[WORK INSTRUCTIONS]:
a) Repeat the passage of the ferry sinking article word for word, starting at "The relatives also" and ending at "a full investigation.".
b) In the ferry sinking article, turn the paragraph beginning "Officials have blamed negligence" into a short bulleted list that keeps its main facts.

[EXCERPTED TEXT]:
Relatives of victims of a South Korean ferry sinking that killed more than 300 a year ago, have their heads shaved during a rally against the government's plans in Seoul, South Korea, April 2, 2015.

Relatives of victims of a South Korean ferry sinking that killed more than 300 a year ago, have their heads shaved during a rally against the government's plans in Seoul, South Korea, April 2, 2015.

Dozens of relatives of victims of a South Korean ferry sinking that killed more than 300 people a year ago shaved their heads Thursday in protest of what they said were government efforts to settle compensation claims instead of thoroughly investigating responsibility for the disaster.

The relatives also called on the government to salvage the ferry Sewol off the country's southwest coast before starting the compensation process.

The Ministry of Oceans and Fisheries said its compensation proposals of about 420 million won ($383,000) for each of the 250 students and 760 million won ($694,000) for 11 teachers were based on age and future income potential.

When insurance payments and civilian donations of around 128.8 billion won ($117 million) are included, families of student victims will receive about 820 million won ($748,000) and dead teachers 1.14 billion won ($1 million), the ministry said.

Choi Gyeong-deok, the father of one of the students, said the government insulted the grieving families by announcing the compensation plans before completing a full investigation.

"I want to grab and kill the rude people who choose to talk about money a year after the death of our children,'' Choi said with a trembling voice after having his head shaved.

A ministry official, who declined to be named citing department rules, said the compensation plan was "final, for the time being.'' But he couldn't rule out the possibility that it might be discussed again.

The relatives want a more thorough investigation into possible official incompetence or corruption that they believe could have contributed to the accident and high death toll.

Officials have blamed negligence by crew members, excessive cargo and improper storage for the sinking, along with slow rescue efforts. A court sentenced 15 crew members last year to between five and 36 years in prison. A ruling by the Gwangju High Court on appeals by both the crew members and prosecutors, who said the punishments were too light, is expected on April 28.

A total of 295 bodies have been recovered; nine others remain missing.

[DATASET ROWS]:

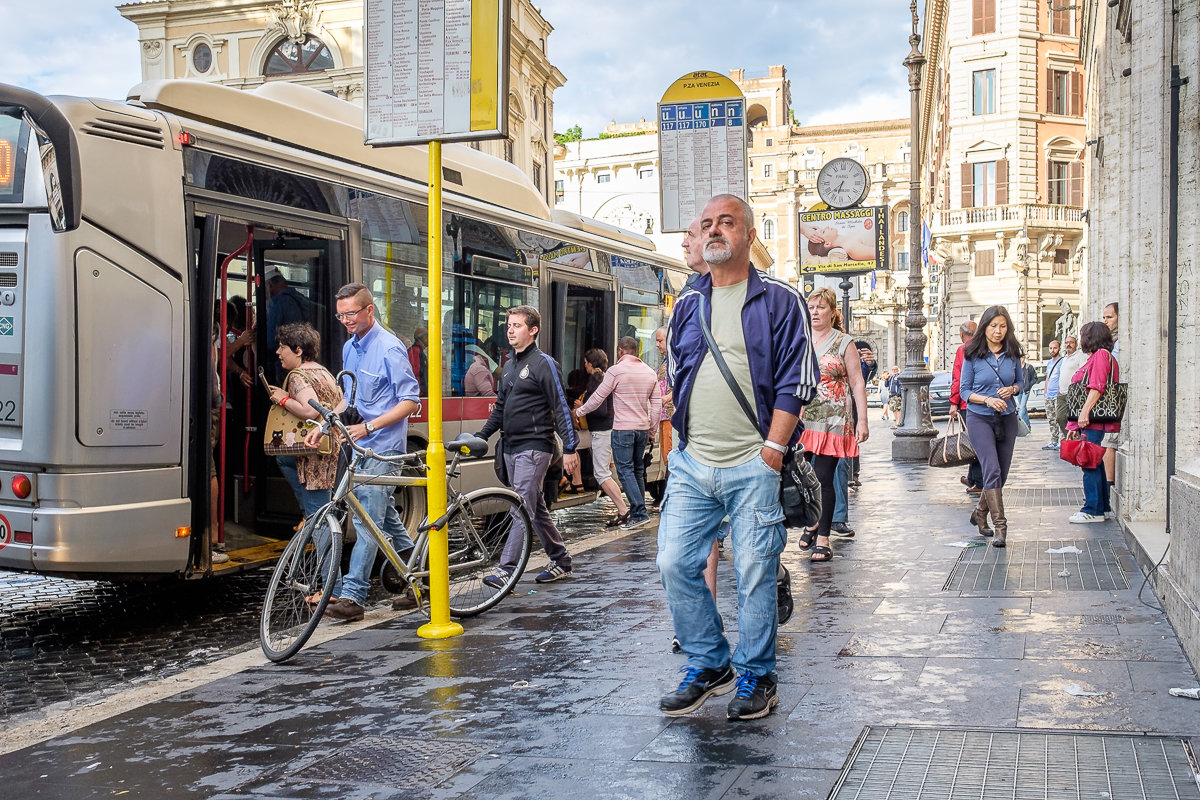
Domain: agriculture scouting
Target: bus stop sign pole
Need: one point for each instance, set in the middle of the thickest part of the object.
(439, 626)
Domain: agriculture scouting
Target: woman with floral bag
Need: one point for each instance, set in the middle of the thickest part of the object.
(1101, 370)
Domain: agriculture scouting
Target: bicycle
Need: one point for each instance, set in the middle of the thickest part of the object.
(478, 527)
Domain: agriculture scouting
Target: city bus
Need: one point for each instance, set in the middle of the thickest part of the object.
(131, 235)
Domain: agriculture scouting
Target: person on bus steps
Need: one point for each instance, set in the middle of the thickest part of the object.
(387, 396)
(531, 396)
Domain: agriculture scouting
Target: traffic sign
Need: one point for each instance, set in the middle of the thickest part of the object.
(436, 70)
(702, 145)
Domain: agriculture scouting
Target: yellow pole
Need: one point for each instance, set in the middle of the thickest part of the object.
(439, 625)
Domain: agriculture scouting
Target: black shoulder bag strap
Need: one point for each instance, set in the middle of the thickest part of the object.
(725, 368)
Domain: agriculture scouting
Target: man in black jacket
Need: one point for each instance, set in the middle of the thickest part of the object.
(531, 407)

...

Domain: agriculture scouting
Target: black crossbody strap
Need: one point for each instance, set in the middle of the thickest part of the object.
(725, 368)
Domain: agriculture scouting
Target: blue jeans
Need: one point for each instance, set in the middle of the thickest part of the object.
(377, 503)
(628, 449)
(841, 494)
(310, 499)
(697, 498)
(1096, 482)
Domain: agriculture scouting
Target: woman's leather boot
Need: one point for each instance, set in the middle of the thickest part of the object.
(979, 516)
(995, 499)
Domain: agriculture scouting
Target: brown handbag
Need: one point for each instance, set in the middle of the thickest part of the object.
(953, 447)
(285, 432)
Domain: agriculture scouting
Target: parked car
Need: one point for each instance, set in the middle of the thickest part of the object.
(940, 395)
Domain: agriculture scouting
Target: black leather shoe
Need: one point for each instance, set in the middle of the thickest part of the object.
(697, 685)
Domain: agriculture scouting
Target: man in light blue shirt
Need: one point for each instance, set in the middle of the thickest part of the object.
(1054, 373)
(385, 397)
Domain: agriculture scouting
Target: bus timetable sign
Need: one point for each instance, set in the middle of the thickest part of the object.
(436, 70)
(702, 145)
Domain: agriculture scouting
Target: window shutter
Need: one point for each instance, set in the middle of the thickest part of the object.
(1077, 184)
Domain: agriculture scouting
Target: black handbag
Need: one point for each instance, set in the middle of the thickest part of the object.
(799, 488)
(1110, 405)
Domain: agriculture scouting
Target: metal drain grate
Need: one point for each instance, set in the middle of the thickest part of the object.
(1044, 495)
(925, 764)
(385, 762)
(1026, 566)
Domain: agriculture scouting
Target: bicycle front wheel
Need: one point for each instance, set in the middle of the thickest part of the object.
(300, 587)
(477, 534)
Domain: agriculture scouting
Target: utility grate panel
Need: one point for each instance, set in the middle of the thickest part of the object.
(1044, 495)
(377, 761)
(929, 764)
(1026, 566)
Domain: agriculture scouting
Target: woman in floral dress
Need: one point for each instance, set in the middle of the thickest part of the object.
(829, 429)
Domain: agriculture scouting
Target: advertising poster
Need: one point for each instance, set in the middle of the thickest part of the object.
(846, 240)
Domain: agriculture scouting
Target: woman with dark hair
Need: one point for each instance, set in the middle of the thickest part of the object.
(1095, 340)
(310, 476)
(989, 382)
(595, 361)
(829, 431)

---

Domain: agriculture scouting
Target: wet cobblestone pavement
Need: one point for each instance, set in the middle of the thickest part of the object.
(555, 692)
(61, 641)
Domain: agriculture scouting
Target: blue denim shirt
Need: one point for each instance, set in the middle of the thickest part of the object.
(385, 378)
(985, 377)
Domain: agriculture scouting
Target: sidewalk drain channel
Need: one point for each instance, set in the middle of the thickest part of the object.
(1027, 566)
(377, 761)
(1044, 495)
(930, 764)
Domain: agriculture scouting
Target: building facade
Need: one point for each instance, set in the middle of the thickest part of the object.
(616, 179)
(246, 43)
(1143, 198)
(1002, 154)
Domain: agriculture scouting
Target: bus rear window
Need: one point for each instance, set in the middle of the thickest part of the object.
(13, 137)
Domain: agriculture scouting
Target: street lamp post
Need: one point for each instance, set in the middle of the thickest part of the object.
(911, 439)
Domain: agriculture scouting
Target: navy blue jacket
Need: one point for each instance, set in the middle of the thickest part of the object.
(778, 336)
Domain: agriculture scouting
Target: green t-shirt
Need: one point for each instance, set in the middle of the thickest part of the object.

[RESPONSE LIST]:
a)
The relatives also called on the government to salvage the ferry Sewol off the country's southwest coast before starting the compensation process.

The Ministry of Oceans and Fisheries said its compensation proposals of about 420 million won ($383,000) for each of the 250 students and 760 million won ($694,000) for 11 teachers were based on age and future income potential.

When insurance payments and civilian donations of around 128.8 billion won ($117 million) are included, families of student victims will receive about 820 million won ($748,000) and dead teachers 1.14 billion won ($1 million), the ministry said.

Choi Gyeong-deok, the father of one of the students, said the government insulted the grieving families by announcing the compensation plans before completing a full investigation.

b)
- Officials blamed crew negligence, excessive cargo, improper storage and slow rescue efforts for the sinking.
- Last year a court sentenced 15 crew members to between five and 36 years in prison.
- Both the crew members and prosecutors, who called the punishments too light, appealed.
- The Gwangju High Court is expected to rule on the appeals on April 28.